• **EXERCISE A**
Quote the passage on climate policy figures from "Hunt is the" to "swearing at him.".

• **PASSAGE FOR REVIEW**
■ ■ ■ ■ ■
In 2009, blogger Andrew Bolt urged Ferguson to come out of the climate sceptic “closet”. Post-parliament he is out and proud. He chairs an advisory board for APPEA, representing gas and oil companies, in which role he almost qualifies as a member of the greenhouse mafia. But as an anti-climate policy lobbyist perhaps Ferguson’s new role as executive in charge of natural resources at Kerry Stokes’ Seven Group Holdings matters more. Stokes now makes much more money from mining than from TV, principally through ownership of Caterpillar dealerships in Australia and China, supplying mining trucks to Rio Tinto, BHP and pretty much every other mining company in Australia and northern China. Seven Group Holdings’ CEO is Don Voelte, who was head-hunted last year from Woodside Petroleum, from which position he was a member of the previous Dirty Dozen.

Greg Hunt

“I don’t know about Tony Abbott, but that Mr Hunt seems like a nice man. He says the government believes in climate change and the Direct Action plan will work. That’s good enough for me.” Hunt built his political career arguing the need to tackle climate change. Hell, he even won a prize for a thesis advocating emissions trading. Now he serves as the baby-faced apologist for the Abbott government’s attack on climate policy.

Hunt is the man who gave the go-ahead for a huge new coal export facility at Abbot Point in Queensland. And he defends climate deniers. Last year he denied the influence of climate change on increased bushfire intensity by quoting Wikipedia. He got all indignant on BBC radio defending his Prime Minister’s record on climate change. When asked if he agreed with Abbott that climate science is “absolute crap”, he rebuked the interviewer for swearing at him.

In the Howard government Philip Ruddock, the small-l Liberal who served as immigration minister, prosecuted a policy of systematic cruelty towards asylum seekers. He turned into a guilt-wracked ghost before our eyes. His own daughter strongly rebuked him. Watch Greg’s face over the next three years. Be more worried if it doesn’t change.
■ ■ ■ ■ ■
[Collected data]

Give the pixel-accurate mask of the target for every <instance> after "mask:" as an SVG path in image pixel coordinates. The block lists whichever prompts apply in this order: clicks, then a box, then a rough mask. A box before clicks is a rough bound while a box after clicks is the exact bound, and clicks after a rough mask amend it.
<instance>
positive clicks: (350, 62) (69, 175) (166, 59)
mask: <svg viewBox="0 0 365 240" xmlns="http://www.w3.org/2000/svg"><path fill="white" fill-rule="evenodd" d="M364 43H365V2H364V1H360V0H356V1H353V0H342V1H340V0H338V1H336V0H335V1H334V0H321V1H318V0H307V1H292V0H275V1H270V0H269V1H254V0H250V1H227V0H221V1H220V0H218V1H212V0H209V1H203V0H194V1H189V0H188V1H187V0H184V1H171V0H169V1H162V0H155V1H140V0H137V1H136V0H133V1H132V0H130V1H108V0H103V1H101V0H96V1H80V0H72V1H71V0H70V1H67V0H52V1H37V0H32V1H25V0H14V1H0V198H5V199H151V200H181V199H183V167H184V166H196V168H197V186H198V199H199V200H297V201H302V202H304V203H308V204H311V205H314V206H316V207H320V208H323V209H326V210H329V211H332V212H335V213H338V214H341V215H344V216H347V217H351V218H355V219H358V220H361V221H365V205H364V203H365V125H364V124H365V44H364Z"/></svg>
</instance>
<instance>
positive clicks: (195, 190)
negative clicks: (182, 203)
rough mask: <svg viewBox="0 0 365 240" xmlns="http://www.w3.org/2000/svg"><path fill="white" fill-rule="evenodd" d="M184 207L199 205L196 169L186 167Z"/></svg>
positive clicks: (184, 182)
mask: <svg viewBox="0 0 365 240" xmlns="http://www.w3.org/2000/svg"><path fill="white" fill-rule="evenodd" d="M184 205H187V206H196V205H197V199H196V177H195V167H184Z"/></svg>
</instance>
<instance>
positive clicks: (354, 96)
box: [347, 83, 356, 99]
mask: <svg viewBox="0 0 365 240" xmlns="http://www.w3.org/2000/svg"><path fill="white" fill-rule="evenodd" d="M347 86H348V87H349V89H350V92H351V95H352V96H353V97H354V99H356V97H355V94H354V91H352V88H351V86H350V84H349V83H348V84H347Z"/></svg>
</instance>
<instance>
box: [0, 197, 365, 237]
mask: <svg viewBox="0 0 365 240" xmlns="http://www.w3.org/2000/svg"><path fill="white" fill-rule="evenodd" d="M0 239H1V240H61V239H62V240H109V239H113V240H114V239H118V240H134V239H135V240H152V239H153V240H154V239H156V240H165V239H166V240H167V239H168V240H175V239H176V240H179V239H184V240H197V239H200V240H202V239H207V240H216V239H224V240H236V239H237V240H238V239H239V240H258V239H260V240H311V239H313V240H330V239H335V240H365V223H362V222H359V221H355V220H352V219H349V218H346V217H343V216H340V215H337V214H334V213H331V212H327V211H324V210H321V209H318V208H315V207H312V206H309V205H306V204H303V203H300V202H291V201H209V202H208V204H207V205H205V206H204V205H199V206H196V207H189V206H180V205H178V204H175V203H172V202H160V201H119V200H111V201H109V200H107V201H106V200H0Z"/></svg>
■ ■ ■ ■ ■
• **EXERCISE B**
Change "target" to "object" in the listing from its first line through the line with "positive clicks: (350, 62)", leaving everything else unchanged, and return only those lines.

• **EXERCISE RESULT A**
Hunt is the man who gave the go-ahead for a huge new coal export facility at Abbot Point in Queensland. And he defends climate deniers. Last year he denied the influence of climate change on increased bushfire intensity by quoting Wikipedia. He got all indignant on BBC radio defending his Prime Minister’s record on climate change. When asked if he agreed with Abbott that climate science is “absolute crap”, he rebuked the interviewer for swearing at him.

• **EXERCISE RESULT B**
Give the pixel-accurate mask of the object for every <instance> after "mask:" as an SVG path in image pixel coordinates. The block lists whichever prompts apply in this order: clicks, then a box, then a rough mask. A box before clicks is a rough bound while a box after clicks is the exact bound, and clicks after a rough mask amend it.
<instance>
positive clicks: (350, 62) (69, 175) (166, 59)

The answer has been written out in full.